- [Problem statement]: Copy everything in the data below exactly except the pictures.
***** Given entries
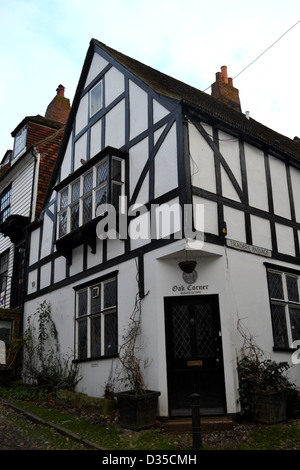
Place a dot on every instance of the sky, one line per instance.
(44, 44)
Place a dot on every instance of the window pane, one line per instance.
(295, 323)
(275, 285)
(96, 299)
(5, 206)
(75, 217)
(110, 327)
(3, 272)
(75, 191)
(88, 183)
(116, 170)
(101, 199)
(64, 199)
(5, 331)
(96, 98)
(292, 288)
(82, 339)
(82, 303)
(110, 293)
(96, 336)
(102, 173)
(279, 327)
(87, 209)
(63, 219)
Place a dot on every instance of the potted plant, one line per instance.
(137, 405)
(263, 385)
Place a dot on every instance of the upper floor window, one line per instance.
(5, 205)
(285, 307)
(3, 275)
(96, 98)
(20, 142)
(86, 196)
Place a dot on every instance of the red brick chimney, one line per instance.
(222, 89)
(59, 108)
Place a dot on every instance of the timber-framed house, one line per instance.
(190, 177)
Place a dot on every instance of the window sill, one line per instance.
(94, 359)
(287, 349)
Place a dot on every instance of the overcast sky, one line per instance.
(44, 43)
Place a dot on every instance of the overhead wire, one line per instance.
(262, 52)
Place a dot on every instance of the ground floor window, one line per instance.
(285, 306)
(96, 319)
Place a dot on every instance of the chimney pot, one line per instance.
(60, 90)
(223, 90)
(224, 73)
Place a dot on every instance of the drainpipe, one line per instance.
(36, 157)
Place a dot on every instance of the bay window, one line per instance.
(285, 306)
(85, 194)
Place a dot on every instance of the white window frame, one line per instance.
(89, 316)
(20, 143)
(285, 303)
(94, 106)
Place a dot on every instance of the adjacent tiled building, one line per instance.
(24, 177)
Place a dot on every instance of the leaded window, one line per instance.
(20, 143)
(96, 320)
(87, 197)
(285, 307)
(5, 205)
(3, 275)
(96, 98)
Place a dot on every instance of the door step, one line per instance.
(208, 424)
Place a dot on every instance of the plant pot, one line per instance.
(5, 376)
(137, 412)
(292, 405)
(270, 407)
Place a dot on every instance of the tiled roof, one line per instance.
(204, 103)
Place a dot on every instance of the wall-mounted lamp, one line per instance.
(187, 266)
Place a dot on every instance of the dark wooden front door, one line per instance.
(194, 354)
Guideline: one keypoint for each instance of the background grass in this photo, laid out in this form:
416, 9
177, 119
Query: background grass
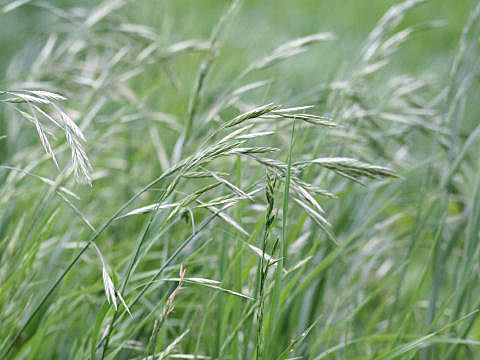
278, 268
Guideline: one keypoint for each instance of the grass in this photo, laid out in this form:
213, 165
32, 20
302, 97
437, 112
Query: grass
179, 186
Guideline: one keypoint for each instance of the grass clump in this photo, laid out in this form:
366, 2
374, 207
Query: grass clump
329, 219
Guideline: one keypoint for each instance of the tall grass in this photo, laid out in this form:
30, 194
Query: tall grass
226, 221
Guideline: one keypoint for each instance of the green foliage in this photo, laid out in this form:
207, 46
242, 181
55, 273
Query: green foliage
319, 198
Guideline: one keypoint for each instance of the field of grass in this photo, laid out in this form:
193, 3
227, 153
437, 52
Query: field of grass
237, 179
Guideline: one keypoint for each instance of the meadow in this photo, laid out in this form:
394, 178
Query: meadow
239, 179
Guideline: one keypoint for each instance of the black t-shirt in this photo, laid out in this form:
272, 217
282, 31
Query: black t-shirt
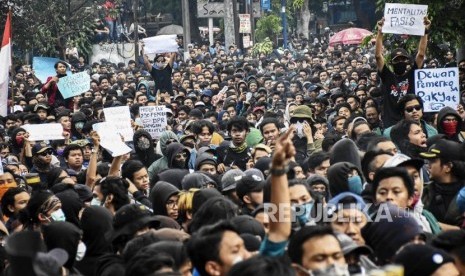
162, 79
394, 88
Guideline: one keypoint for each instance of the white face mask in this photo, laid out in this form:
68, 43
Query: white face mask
58, 215
81, 251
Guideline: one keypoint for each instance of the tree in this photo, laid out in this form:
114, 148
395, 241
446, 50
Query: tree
46, 27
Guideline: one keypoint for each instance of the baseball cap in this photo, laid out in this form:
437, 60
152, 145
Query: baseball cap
39, 148
129, 219
445, 149
230, 179
248, 184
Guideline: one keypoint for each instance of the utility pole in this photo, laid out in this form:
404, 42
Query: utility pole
135, 9
284, 20
186, 27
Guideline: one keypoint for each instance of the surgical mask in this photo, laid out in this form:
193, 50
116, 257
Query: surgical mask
79, 125
143, 143
399, 68
58, 215
81, 251
450, 127
95, 202
237, 259
303, 212
333, 270
355, 184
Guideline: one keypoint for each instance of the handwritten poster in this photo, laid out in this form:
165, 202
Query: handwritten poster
160, 44
73, 85
110, 140
45, 132
404, 19
121, 118
437, 88
153, 119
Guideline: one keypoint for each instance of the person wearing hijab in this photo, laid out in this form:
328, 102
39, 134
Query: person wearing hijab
161, 164
66, 236
144, 148
345, 177
96, 221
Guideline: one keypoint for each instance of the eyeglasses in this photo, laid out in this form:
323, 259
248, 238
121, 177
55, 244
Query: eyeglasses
182, 154
47, 152
411, 108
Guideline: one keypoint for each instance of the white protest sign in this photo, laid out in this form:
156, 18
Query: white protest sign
437, 88
73, 85
404, 19
45, 132
160, 44
110, 139
121, 118
153, 119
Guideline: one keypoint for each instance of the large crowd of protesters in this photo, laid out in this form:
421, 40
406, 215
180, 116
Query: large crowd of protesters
313, 160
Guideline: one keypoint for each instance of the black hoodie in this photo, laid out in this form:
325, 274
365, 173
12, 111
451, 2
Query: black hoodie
161, 192
338, 177
146, 156
95, 222
442, 115
63, 235
172, 150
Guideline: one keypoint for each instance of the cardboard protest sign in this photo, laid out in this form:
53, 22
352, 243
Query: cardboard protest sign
44, 67
404, 19
73, 85
45, 132
121, 118
160, 44
153, 119
110, 139
437, 88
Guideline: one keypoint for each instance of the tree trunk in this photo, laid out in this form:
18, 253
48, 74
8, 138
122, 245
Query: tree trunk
304, 20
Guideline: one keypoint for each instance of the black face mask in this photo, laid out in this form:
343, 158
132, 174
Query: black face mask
179, 164
399, 68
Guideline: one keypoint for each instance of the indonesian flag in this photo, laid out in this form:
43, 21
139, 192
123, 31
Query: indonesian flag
5, 63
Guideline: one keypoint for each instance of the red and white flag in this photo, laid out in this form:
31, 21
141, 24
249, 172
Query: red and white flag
5, 63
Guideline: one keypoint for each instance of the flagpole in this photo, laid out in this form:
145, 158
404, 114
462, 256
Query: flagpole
10, 14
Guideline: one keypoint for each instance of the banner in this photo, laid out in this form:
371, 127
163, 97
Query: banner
153, 119
74, 85
437, 88
45, 132
404, 19
5, 63
120, 117
110, 139
245, 26
44, 68
160, 44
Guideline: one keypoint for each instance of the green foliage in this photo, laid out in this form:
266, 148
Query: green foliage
46, 27
264, 47
268, 26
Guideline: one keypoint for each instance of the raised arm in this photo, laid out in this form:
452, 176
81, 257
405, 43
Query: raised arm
280, 199
379, 46
420, 58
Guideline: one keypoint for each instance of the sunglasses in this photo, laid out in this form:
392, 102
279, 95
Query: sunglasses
47, 152
411, 108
**********
- [Solution for this task]:
Place a dot on every instance of the sky, one line per instance.
(44, 44)
Place a dot on every instance of the window pane, one line per instance.
(295, 323)
(275, 285)
(96, 299)
(5, 206)
(75, 217)
(110, 327)
(3, 272)
(75, 191)
(88, 183)
(116, 170)
(101, 199)
(64, 199)
(5, 331)
(96, 98)
(292, 288)
(82, 339)
(82, 303)
(110, 293)
(96, 336)
(102, 173)
(279, 327)
(87, 209)
(63, 219)
Place a dot on every instance of the potted plant, one line per instance.
(137, 405)
(263, 385)
Place a dot on every instance of the upper floor window, one line per instance.
(5, 205)
(285, 307)
(3, 275)
(96, 98)
(20, 142)
(86, 196)
Place a dot on every instance of the red brick chimney, one line per instance.
(222, 89)
(59, 108)
Place a dot on every instance of the timber-framed house, one line per instance.
(190, 177)
Place a dot on every instance of the window sill, one line per instance.
(94, 359)
(287, 349)
Place a dot on every instance of the overcast sky, one line per instance.
(44, 43)
Place a dot on every instance of the overhead wire, one line per instance.
(262, 52)
Place a dot on every instance of the ground floor window, one line per instance.
(285, 306)
(96, 319)
Place a dot on every instance of the chimney pot, one line per instance.
(60, 90)
(223, 90)
(224, 73)
Place a dot on every instance of the drainpipe, one line per instance.
(36, 157)
Place a dot on every instance of the bay window, one line per instance.
(285, 306)
(85, 194)
Place a dot on every instance of the white window frame, one line per instance.
(89, 316)
(20, 143)
(285, 303)
(94, 106)
Place a dot on every instance of the adjacent tiled building, one line per instance.
(24, 177)
Place a dot on every instance of the leaded window, one line per instance.
(20, 143)
(96, 320)
(87, 197)
(285, 307)
(5, 205)
(3, 275)
(96, 98)
Place a dot on every instance of the door step, one line per instance.
(208, 424)
Place a dot on every instance of the plant pot, one line per instance.
(5, 376)
(137, 412)
(292, 405)
(270, 407)
Place a dot on every instance of the tiled roof, one line per instance.
(204, 103)
Place a dot on every instance of the wall-mounted lamp, one line per instance.
(187, 266)
Place a dot on every instance of the dark wooden front door, one line per instance.
(194, 354)
Guideline: one keypoint for each instance of the background grass in this photo, laid out in this form:
416, 9
177, 119
Query: background grass
278, 268
Guideline: one keypoint for each instance of the grass in this photo, laid out in this form:
213, 165
32, 20
302, 97
437, 112
Query: grass
179, 186
Guideline: one keypoint for each instance of the grass clump in this photo, laid out in this form:
366, 2
374, 207
Query: grass clump
329, 219
Guideline: one keypoint for each instance of the tall grass in this photo, laid out in this form:
30, 194
Query: tall grass
226, 221
Guideline: one keypoint for each instance of the green foliage in this photo, laid out in this form:
207, 46
242, 181
55, 273
Query: green foliage
319, 198
Guideline: one keypoint for each instance of the field of grass in this photo, laid out in this form:
193, 3
227, 153
437, 52
Query: field of grass
237, 179
Guideline: one keypoint for each instance of the meadow in this photo, laid out in this form:
394, 178
Query: meadow
239, 179
Guideline: one keypoint for each instance of the black t-shirt in this photo, laid out in this form:
272, 217
282, 31
Query: black t-shirt
162, 79
394, 88
Guideline: one keypoint for each instance of the white face mask in this photo, laid out in this form:
68, 43
Query: white face mask
58, 215
81, 251
Guideline: one keypoint for each instance of the tree in this photo, laid out in this form:
114, 148
395, 241
446, 50
Query: tree
46, 27
Guideline: one keypoint for each instance of the baseball cap in this photo, laid out in this form:
437, 60
152, 145
Query: baseball cap
39, 148
129, 219
445, 149
230, 179
248, 184
Guideline: one keypoint for each instance of the utility pole in this photo, laid out in this form:
404, 42
Query: utility pole
135, 9
284, 20
186, 27
Guideline: one keypoint for each instance of the surgical mask in this photo, laid out in this form:
193, 50
116, 257
Query: surgical mask
79, 125
143, 143
399, 68
58, 215
81, 251
450, 127
95, 202
237, 259
303, 212
333, 270
355, 184
Guideline: one keypoint for each instance of the handwritten poster in this photo, laid out in this form:
165, 202
Query: handwritten poster
160, 44
73, 85
110, 140
45, 132
404, 19
121, 118
437, 88
153, 119
Guideline: one keypoint for each instance of the person wearing hijab in this photo, laid out in this form:
328, 102
39, 134
Query: person wearing hijab
161, 164
66, 236
144, 148
345, 177
96, 221
Guideline: one keypoint for each instance of the eyeglasses in this photo, laid out in this form:
323, 259
248, 238
121, 177
55, 244
Query: eyeglasses
182, 154
47, 152
411, 108
Guideline: one keypoint for each instance of the white protest sign in this photo, laid out in this form:
156, 18
Query: white protest sign
437, 88
73, 85
404, 19
45, 132
160, 44
110, 139
121, 118
153, 119
Guideline: one keypoint for each instance of the large crowd of protesters in this photo, laid out in this form:
421, 40
406, 215
180, 116
Query: large crowd of protesters
313, 160
Guideline: one keypoint for each instance of the black hoodie in this photo, laid out in this form:
325, 274
365, 173
12, 111
451, 2
Query: black hoodie
161, 192
338, 177
146, 156
95, 222
442, 115
63, 235
172, 150
Guideline: one keypoint for each instance of the cardboard protest sign in this photo, laid out in this form:
53, 22
352, 243
Query: cardboard protest sign
44, 67
404, 19
73, 85
45, 132
121, 118
160, 44
153, 119
110, 139
437, 88
Guideline: one keypoint for each instance of the tree trunk in this photo, laid out in this form:
18, 253
48, 74
8, 138
122, 245
Query: tree trunk
304, 20
Guideline: one keypoint for each instance of the black face mask in this photo, laid out in this form:
343, 158
132, 174
Query: black face mask
179, 164
399, 68
Guideline: one keypoint for each instance of the indonesian flag in this photo, laid out in this form:
43, 21
139, 192
123, 31
Query: indonesian flag
5, 63
Guideline: one keypoint for each instance of the red and white flag in this photo, laid out in this form:
31, 21
141, 24
249, 172
Query: red and white flag
5, 63
Guideline: one keypoint for each instance of the flagpole in this photo, laid out in this form:
145, 158
404, 114
462, 256
Query: flagpole
10, 14
Guideline: one keypoint for each instance of the banner in this photo, laid out in this form:
371, 127
163, 97
Query: banner
153, 119
74, 85
437, 88
45, 132
404, 19
5, 63
120, 117
110, 139
245, 26
44, 68
160, 44
Guideline: one keypoint for each instance of the green foliage in this photo, laid out in this form:
266, 148
Query: green foliage
46, 27
264, 47
268, 26
Guideline: one keypoint for each instance of the raised arm in this photo, laid out in this form:
452, 176
81, 257
405, 43
Query: raised arm
280, 199
379, 46
420, 58
Guideline: one keypoint for each instance of the sunglasses in this photo, laid out in this form:
392, 102
279, 95
Query: sunglasses
47, 152
411, 108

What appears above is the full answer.